### Aim of the exercise
How many lines of the data below contain the string "pelican"? Case must match. Reply with only the number.

—————

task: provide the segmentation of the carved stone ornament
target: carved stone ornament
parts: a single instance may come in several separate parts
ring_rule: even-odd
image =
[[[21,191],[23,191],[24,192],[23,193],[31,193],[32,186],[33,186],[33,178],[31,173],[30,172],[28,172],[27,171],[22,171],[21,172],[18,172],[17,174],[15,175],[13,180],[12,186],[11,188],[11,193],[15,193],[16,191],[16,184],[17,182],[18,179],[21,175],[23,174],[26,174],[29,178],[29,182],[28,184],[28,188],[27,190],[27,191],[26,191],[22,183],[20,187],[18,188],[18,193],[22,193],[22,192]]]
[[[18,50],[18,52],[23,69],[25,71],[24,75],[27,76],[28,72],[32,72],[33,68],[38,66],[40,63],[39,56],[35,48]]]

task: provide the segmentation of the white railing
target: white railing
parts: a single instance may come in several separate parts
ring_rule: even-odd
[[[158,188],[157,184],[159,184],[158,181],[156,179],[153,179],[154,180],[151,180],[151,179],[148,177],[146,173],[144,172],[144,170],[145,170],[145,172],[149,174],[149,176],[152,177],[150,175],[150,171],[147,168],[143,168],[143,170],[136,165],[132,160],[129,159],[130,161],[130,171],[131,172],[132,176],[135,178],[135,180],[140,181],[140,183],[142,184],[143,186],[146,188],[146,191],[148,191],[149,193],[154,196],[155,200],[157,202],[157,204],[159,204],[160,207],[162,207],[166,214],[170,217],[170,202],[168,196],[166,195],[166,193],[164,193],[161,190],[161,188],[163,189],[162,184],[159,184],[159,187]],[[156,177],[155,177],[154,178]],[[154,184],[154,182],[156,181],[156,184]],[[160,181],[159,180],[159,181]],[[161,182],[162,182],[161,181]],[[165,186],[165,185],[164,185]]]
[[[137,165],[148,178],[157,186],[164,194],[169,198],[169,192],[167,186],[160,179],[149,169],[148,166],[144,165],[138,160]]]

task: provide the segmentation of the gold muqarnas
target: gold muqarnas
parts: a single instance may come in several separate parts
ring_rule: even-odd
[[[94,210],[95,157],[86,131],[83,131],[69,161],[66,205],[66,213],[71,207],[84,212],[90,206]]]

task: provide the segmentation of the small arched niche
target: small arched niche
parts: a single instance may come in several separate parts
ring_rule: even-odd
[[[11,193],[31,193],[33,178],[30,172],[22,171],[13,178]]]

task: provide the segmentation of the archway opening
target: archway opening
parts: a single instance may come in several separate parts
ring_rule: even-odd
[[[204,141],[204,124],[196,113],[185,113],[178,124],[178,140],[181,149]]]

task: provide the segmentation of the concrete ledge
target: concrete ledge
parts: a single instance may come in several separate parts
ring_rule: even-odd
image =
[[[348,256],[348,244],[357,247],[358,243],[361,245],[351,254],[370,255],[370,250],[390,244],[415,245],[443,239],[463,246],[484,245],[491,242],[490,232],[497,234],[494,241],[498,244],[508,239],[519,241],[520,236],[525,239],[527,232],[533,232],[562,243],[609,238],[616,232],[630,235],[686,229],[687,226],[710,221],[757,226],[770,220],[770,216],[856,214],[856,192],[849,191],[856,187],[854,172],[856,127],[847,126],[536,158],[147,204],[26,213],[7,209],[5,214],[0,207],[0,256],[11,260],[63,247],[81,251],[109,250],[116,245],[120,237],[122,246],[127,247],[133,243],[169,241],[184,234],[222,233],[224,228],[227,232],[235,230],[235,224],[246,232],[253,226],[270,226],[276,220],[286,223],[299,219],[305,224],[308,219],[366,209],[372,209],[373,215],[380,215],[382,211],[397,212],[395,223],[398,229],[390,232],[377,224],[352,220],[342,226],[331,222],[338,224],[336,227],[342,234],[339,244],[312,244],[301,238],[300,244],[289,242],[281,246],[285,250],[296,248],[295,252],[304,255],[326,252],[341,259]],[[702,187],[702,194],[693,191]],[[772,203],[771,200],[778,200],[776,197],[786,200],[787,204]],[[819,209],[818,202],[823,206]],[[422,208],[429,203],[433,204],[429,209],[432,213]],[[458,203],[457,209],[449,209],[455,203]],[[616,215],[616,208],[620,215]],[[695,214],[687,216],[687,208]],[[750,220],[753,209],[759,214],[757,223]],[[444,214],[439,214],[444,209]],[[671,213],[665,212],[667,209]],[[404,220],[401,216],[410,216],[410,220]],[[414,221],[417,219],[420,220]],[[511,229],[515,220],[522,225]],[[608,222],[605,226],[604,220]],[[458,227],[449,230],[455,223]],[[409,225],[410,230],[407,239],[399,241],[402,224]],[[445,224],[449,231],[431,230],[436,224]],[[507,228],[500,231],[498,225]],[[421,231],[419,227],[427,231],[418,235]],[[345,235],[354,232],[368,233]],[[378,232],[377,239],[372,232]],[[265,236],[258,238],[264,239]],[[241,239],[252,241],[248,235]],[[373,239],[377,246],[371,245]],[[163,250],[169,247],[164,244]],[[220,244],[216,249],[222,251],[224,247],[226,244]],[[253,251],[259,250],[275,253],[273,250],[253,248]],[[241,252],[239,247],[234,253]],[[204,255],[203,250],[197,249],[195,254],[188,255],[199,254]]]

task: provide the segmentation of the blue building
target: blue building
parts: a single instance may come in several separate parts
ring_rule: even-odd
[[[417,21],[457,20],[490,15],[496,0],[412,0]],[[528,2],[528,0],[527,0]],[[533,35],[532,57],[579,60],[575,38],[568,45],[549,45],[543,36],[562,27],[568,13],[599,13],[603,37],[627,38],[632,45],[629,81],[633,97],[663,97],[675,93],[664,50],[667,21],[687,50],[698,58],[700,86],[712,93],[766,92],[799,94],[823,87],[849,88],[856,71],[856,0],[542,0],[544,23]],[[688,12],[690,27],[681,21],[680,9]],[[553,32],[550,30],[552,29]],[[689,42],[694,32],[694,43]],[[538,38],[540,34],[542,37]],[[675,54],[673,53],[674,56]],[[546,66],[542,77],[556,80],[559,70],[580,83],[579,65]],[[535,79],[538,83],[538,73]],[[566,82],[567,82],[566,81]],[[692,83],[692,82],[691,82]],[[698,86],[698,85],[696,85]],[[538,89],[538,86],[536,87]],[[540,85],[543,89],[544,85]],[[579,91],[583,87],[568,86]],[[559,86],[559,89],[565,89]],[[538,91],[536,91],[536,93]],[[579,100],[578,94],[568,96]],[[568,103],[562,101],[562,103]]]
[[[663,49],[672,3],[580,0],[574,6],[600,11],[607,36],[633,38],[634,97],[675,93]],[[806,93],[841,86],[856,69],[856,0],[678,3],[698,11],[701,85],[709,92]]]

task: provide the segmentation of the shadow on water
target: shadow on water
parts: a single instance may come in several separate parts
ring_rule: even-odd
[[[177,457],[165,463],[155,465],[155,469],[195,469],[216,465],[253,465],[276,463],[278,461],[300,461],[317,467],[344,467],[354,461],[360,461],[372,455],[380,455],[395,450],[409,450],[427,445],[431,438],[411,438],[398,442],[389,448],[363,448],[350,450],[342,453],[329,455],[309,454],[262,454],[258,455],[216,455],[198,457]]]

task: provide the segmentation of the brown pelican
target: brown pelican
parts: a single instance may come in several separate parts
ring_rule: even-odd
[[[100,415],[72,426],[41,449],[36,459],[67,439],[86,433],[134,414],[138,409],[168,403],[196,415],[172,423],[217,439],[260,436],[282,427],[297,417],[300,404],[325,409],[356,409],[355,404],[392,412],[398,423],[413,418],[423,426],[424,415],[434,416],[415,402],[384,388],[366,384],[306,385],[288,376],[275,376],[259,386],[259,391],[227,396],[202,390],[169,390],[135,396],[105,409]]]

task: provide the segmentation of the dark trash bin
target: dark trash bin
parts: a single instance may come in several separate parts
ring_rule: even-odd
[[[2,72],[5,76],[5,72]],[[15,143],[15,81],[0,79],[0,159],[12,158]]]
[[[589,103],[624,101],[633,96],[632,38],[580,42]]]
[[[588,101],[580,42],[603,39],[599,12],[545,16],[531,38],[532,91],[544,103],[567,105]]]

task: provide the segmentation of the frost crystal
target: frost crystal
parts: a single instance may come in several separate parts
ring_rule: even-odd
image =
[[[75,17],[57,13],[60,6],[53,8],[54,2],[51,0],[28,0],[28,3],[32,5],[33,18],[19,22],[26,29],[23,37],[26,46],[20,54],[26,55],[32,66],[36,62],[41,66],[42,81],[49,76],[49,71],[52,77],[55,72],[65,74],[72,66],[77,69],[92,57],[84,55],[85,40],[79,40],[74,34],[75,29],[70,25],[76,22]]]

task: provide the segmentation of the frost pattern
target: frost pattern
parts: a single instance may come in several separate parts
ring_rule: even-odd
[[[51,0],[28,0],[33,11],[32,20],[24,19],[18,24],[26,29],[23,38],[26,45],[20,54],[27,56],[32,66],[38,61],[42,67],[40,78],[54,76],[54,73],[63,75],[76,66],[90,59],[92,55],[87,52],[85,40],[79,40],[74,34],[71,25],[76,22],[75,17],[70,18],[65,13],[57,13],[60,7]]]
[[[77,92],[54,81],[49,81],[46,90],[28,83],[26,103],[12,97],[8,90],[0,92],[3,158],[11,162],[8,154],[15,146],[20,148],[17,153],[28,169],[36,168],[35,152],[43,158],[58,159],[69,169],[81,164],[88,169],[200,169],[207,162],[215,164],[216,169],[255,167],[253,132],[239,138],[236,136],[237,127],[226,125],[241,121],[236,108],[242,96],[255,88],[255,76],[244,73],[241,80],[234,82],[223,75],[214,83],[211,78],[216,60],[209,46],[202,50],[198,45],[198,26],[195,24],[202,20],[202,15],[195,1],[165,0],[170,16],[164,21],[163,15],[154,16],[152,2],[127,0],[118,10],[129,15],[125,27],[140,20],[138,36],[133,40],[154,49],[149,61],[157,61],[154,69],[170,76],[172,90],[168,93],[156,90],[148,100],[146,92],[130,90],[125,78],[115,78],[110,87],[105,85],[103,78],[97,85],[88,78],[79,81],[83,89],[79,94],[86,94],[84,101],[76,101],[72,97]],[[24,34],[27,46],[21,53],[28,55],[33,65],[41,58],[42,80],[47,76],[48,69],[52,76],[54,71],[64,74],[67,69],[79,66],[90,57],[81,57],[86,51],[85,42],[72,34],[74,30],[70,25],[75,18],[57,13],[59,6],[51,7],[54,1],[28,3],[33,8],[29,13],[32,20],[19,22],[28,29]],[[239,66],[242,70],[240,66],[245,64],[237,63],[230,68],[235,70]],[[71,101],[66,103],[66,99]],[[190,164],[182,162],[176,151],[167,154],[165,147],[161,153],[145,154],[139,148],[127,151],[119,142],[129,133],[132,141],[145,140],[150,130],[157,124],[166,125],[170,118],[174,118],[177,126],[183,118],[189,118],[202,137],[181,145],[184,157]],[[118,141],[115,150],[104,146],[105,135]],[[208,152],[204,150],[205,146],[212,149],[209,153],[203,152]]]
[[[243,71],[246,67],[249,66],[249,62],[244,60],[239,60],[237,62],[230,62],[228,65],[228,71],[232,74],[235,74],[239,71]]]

—————

### Correct result
2